(Records supplied Opens)

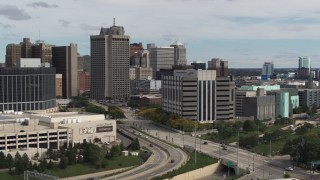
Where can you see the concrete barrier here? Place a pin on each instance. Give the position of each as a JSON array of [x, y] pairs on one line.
[[198, 173]]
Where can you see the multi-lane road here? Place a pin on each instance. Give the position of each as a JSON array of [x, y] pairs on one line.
[[259, 166], [164, 158]]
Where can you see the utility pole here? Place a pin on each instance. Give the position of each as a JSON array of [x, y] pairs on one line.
[[270, 150], [238, 155], [263, 169], [195, 143]]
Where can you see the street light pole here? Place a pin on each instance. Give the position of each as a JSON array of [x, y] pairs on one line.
[[238, 155], [195, 143], [270, 150]]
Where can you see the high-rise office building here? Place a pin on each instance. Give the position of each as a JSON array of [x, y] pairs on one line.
[[180, 52], [110, 63], [43, 51], [267, 69], [28, 50], [84, 63], [220, 66], [13, 53], [304, 67], [65, 60], [135, 48], [26, 46], [199, 65], [198, 95], [160, 58]]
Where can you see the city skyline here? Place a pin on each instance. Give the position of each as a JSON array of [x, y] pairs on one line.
[[245, 33]]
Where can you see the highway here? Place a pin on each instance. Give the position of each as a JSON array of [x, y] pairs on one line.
[[160, 161], [260, 166]]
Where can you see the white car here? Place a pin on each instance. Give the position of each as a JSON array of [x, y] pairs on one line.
[[289, 169]]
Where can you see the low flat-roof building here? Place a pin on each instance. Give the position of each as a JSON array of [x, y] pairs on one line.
[[24, 131]]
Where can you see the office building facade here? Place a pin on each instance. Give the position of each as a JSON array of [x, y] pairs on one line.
[[23, 89], [13, 53], [304, 67], [65, 60], [110, 63], [220, 66], [180, 53], [267, 69], [160, 58], [309, 97], [199, 65], [198, 95], [260, 107]]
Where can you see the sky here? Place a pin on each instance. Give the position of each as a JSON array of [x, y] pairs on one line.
[[244, 32]]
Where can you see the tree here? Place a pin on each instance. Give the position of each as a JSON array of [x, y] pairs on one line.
[[2, 160], [18, 166], [25, 161], [63, 163], [115, 151], [72, 155], [9, 161], [50, 165], [135, 145], [249, 125]]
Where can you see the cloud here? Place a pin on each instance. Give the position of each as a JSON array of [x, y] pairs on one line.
[[5, 25], [169, 36], [295, 28], [87, 27], [42, 5], [14, 13], [64, 23]]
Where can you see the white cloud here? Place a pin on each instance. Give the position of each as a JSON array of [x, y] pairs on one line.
[[164, 21]]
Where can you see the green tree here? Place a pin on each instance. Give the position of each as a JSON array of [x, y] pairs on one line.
[[50, 165], [18, 166], [43, 165], [9, 161], [2, 160], [115, 151], [63, 163], [72, 155], [135, 145], [249, 125]]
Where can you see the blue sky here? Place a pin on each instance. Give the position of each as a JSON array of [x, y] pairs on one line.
[[244, 32]]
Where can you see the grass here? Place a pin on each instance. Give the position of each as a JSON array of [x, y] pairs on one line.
[[80, 169], [202, 161]]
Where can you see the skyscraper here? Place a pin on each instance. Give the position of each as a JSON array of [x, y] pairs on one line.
[[65, 60], [220, 66], [110, 63], [267, 68], [43, 51], [160, 58], [179, 53], [26, 48], [13, 53], [304, 67]]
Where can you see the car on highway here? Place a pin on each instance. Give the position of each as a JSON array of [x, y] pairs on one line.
[[289, 168]]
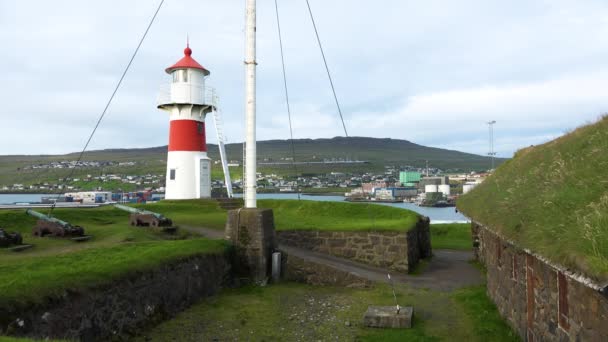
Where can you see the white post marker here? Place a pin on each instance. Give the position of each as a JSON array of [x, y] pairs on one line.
[[250, 63], [394, 295]]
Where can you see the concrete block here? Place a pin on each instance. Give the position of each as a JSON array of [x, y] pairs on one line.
[[387, 317]]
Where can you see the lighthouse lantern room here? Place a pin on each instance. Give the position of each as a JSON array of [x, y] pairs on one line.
[[188, 101]]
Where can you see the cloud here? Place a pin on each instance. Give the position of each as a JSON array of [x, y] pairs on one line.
[[432, 72]]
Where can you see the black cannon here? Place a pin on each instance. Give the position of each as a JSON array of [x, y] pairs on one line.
[[50, 226], [145, 218], [10, 239]]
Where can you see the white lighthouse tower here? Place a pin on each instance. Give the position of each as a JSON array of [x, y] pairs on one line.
[[187, 101]]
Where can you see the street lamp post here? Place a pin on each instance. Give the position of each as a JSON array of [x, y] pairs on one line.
[[491, 153]]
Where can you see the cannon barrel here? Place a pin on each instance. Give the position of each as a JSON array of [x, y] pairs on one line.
[[139, 211], [47, 218]]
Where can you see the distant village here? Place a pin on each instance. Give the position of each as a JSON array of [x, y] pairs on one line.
[[396, 183]]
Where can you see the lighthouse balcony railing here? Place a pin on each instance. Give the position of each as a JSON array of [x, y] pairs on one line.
[[172, 93]]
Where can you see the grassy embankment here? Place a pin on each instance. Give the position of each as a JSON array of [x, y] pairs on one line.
[[451, 236], [117, 249], [553, 200], [296, 312], [294, 214]]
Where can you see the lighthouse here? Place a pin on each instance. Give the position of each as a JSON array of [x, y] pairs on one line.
[[187, 101]]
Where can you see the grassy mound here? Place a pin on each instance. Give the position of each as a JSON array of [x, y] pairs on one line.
[[294, 214], [115, 250], [30, 280], [552, 199], [337, 216]]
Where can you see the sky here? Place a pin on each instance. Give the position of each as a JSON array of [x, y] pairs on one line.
[[431, 72]]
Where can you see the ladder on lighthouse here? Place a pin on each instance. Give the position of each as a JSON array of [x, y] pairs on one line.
[[219, 130]]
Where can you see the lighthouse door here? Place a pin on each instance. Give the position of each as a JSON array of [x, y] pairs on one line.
[[205, 190]]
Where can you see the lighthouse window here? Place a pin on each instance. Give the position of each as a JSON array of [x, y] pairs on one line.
[[180, 76]]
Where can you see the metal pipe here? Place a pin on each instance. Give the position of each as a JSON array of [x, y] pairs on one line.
[[250, 145]]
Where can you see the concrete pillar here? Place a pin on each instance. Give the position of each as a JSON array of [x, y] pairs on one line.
[[252, 232]]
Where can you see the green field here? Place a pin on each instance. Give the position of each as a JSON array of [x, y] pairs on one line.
[[553, 200], [297, 312], [116, 249], [294, 214]]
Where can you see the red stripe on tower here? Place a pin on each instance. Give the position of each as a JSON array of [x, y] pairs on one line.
[[187, 135]]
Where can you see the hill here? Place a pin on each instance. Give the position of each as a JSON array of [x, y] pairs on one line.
[[553, 200], [378, 152]]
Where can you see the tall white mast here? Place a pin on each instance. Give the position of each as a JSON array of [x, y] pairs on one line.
[[250, 63]]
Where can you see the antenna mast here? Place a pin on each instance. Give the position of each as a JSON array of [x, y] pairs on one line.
[[250, 144]]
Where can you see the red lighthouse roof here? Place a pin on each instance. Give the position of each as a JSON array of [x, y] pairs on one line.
[[187, 62]]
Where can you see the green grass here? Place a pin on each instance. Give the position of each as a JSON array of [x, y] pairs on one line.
[[289, 312], [116, 249], [294, 214], [30, 280], [451, 236], [553, 200], [478, 308]]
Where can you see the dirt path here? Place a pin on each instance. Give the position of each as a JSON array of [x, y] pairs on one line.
[[446, 271]]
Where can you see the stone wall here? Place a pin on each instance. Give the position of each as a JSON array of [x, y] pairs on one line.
[[398, 251], [304, 271], [123, 307], [540, 301]]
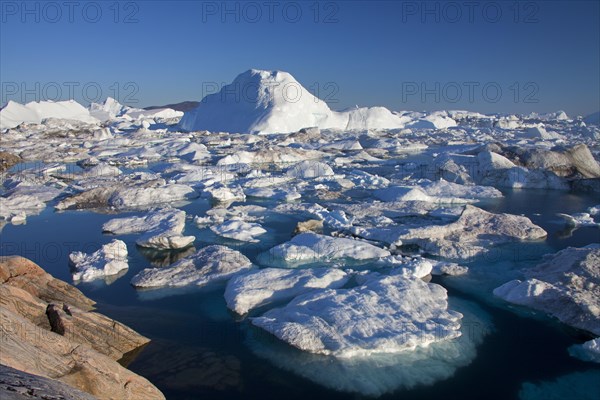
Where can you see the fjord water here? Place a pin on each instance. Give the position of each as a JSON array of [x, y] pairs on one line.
[[201, 350]]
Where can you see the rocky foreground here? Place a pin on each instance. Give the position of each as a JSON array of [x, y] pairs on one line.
[[56, 343]]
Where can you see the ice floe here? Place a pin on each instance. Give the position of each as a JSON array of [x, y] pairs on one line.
[[308, 248], [161, 228], [384, 315], [208, 265], [109, 260], [258, 288], [566, 285]]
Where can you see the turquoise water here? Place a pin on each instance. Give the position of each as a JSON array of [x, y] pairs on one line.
[[201, 350]]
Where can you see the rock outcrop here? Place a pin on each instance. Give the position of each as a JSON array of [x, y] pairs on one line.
[[49, 329]]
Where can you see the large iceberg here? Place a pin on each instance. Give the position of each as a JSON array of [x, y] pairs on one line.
[[268, 285], [308, 248], [15, 114], [260, 101], [384, 315], [110, 260], [566, 285], [382, 373], [472, 234], [162, 229], [209, 264]]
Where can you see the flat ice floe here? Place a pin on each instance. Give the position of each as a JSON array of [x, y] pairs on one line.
[[472, 234], [382, 373], [588, 351], [209, 264], [258, 288], [384, 315], [162, 229], [566, 285], [131, 197], [308, 247], [239, 230], [110, 260], [438, 192]]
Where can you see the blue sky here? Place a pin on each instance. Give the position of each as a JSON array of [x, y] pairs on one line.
[[488, 56]]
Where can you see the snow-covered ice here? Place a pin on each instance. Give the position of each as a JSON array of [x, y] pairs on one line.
[[208, 265], [109, 260], [161, 228], [588, 351], [384, 315], [258, 288], [566, 285], [239, 230], [308, 247]]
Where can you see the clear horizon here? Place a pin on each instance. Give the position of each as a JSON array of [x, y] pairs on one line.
[[489, 57]]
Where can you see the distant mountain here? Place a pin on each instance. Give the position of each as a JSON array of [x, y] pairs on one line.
[[183, 106]]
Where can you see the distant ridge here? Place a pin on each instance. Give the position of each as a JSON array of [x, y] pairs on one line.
[[183, 106]]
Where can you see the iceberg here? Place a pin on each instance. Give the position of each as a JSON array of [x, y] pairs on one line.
[[258, 288], [472, 234], [239, 230], [565, 285], [384, 315], [588, 351], [110, 260], [266, 102], [381, 373], [162, 229], [208, 265], [308, 247]]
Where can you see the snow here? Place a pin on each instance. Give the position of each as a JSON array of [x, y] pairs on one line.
[[565, 285], [472, 234], [109, 260], [385, 315], [239, 230], [309, 247], [539, 132], [309, 170], [162, 229], [222, 193], [260, 101], [383, 373], [269, 285], [131, 197], [588, 351], [437, 192], [578, 219], [576, 386], [208, 265], [15, 114]]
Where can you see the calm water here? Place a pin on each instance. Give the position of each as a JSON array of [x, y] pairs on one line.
[[201, 350]]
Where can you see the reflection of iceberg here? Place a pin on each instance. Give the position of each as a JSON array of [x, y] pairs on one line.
[[382, 373], [579, 385]]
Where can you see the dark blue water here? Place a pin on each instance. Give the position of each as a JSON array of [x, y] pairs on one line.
[[201, 350]]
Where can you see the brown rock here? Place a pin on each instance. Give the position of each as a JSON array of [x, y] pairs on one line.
[[62, 341], [25, 274]]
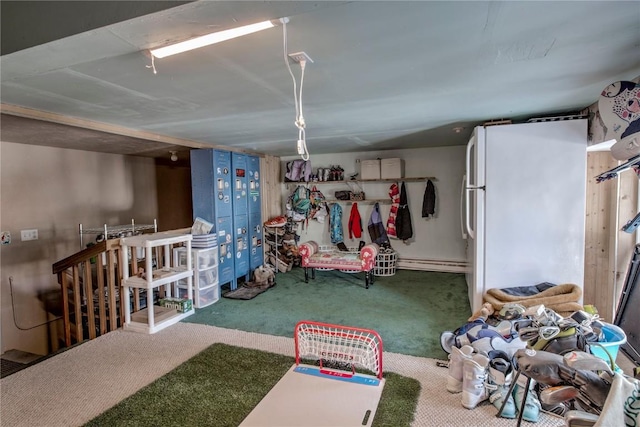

(Records supplied Closes)

> [About this exercise] Retype exactly, please, the span from the line holding "Where can you see the reflection" through the closing line of the data, both ends included, without the pictures.

> [Reply]
Where can you see the reflection of iceberg here? Place a pin on each instance. Give the position of each as a JSON array of [x, y] pairs on one line.
[[382, 373], [579, 385]]
Where can you see the dark blue water here? Place a pin on each instance. Give the position of each as a JSON array of [x, y] pairs on one line.
[[201, 350]]
Where can you see the brown rock here? Place a pin on each instance. Give the position of each as a JSON array of [x, y] pairs on one line.
[[62, 341], [25, 274]]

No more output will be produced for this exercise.